TASK GOAL: Find every line in the data below that contains the string "bark", treating uppercase and lowercase as different, and copy each of those lines.

INFORMATION PROVIDED:
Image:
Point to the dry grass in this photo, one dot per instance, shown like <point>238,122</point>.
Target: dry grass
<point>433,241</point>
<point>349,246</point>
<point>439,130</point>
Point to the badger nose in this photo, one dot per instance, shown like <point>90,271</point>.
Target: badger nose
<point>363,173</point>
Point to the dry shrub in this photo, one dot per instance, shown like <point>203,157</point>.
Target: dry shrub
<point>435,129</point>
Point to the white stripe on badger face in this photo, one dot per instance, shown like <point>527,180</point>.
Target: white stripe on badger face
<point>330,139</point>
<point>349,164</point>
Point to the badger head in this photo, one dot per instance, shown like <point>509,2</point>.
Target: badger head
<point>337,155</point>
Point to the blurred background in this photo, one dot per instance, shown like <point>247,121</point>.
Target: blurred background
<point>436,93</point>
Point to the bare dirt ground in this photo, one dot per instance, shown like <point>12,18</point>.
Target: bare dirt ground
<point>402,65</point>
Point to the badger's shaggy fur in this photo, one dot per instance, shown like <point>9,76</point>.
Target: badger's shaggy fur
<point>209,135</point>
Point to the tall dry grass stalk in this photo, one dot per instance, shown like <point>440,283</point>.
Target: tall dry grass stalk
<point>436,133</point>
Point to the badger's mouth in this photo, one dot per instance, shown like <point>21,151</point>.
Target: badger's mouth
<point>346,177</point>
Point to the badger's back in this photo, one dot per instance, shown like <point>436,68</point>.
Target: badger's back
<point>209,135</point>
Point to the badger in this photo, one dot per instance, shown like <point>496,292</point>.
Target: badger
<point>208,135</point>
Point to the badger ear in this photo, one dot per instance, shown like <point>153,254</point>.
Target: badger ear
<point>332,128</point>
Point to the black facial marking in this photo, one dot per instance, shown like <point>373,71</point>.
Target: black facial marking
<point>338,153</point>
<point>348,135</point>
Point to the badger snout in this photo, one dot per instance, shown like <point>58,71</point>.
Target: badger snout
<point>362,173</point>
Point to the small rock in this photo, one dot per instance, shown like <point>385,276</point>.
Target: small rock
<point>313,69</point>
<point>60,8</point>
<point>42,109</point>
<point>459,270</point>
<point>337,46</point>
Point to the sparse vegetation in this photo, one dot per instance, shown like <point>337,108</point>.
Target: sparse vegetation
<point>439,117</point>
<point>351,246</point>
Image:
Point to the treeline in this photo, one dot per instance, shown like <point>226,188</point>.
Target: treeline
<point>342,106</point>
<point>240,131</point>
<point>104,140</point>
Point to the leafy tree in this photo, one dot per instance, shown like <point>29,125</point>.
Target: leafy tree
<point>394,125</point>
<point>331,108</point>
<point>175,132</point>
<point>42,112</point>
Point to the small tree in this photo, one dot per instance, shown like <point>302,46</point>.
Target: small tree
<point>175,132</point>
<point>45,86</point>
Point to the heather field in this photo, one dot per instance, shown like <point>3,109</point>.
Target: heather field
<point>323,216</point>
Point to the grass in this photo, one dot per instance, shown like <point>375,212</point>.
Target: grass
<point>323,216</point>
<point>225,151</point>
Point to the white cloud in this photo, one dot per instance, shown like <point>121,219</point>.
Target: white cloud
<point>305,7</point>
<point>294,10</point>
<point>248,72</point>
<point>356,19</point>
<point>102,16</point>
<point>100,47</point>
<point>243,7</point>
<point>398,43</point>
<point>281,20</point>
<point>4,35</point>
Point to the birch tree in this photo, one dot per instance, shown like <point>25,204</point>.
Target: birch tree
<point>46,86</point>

--

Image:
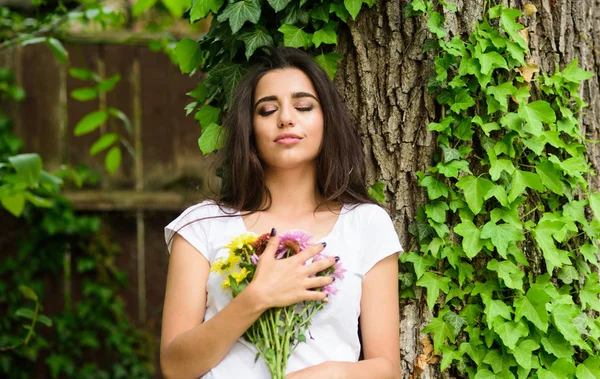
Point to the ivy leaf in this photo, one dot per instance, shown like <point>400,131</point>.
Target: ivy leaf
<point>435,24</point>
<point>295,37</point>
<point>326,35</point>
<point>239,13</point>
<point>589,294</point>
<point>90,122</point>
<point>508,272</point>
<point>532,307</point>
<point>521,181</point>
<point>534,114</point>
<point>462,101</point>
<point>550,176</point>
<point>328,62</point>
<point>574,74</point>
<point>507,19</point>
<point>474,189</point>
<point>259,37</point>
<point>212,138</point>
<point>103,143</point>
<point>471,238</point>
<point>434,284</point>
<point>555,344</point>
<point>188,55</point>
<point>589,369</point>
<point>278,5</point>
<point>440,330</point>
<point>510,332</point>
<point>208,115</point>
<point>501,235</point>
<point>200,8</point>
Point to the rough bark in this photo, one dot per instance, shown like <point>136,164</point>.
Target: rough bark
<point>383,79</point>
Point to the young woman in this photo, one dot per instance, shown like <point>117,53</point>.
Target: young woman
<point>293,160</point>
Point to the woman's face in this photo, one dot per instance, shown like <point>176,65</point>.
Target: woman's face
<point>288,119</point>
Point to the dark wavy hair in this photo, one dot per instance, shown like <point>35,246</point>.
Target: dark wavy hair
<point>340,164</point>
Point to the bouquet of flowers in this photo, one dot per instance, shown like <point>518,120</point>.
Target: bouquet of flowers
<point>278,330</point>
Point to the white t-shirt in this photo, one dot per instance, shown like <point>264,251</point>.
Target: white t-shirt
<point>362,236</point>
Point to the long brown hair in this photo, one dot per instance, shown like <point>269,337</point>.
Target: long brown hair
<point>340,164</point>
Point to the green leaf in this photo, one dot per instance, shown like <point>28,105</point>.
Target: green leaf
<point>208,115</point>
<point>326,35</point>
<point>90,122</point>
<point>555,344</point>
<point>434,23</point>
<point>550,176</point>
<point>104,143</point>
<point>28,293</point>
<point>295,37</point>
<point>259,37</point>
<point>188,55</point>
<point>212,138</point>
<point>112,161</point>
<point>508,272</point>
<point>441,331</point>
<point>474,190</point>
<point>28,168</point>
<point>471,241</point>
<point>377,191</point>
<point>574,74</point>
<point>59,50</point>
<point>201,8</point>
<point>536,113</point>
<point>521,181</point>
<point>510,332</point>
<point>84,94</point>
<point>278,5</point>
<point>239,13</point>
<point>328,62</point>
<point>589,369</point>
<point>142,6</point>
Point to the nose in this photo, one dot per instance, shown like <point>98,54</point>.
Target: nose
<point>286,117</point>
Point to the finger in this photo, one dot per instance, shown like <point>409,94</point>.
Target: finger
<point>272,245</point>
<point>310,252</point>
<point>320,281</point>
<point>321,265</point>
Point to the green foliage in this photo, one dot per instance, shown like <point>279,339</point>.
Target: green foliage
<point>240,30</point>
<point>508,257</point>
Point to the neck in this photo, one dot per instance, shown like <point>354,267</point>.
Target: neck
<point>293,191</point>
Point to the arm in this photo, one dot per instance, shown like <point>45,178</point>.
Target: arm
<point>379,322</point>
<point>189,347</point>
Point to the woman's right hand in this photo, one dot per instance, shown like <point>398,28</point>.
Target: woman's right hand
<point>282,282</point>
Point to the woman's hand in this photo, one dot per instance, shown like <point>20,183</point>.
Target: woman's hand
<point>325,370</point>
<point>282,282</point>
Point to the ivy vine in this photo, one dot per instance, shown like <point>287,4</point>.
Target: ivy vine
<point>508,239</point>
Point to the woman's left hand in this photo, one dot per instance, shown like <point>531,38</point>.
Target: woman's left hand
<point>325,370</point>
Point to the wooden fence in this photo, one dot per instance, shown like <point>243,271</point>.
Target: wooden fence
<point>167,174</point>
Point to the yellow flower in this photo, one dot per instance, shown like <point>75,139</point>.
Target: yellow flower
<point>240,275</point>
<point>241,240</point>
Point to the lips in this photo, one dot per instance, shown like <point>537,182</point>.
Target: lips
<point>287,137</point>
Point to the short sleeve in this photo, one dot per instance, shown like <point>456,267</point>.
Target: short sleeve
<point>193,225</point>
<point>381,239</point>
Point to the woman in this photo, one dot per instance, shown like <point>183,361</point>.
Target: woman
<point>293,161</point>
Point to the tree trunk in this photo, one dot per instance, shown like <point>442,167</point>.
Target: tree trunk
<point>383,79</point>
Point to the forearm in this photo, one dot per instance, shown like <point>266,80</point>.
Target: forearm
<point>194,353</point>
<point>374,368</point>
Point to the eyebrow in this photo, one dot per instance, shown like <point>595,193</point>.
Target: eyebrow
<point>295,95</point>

--

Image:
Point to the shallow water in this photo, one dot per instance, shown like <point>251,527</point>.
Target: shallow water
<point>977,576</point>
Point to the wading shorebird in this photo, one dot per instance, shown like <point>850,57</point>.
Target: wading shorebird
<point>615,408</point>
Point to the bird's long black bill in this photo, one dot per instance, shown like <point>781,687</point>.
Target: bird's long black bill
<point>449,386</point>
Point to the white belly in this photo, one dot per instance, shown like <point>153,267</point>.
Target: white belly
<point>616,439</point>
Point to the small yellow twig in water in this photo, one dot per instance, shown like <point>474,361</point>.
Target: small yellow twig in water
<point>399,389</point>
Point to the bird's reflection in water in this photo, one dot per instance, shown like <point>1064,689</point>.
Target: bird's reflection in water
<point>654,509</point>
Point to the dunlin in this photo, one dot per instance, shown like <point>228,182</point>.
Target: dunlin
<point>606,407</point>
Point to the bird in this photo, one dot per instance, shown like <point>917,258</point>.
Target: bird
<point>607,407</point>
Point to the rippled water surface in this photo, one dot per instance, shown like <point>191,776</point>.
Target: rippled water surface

SOLUTION:
Point to the rough bark in this photo, one dot per instance, shown like <point>136,164</point>.
Target: rough bark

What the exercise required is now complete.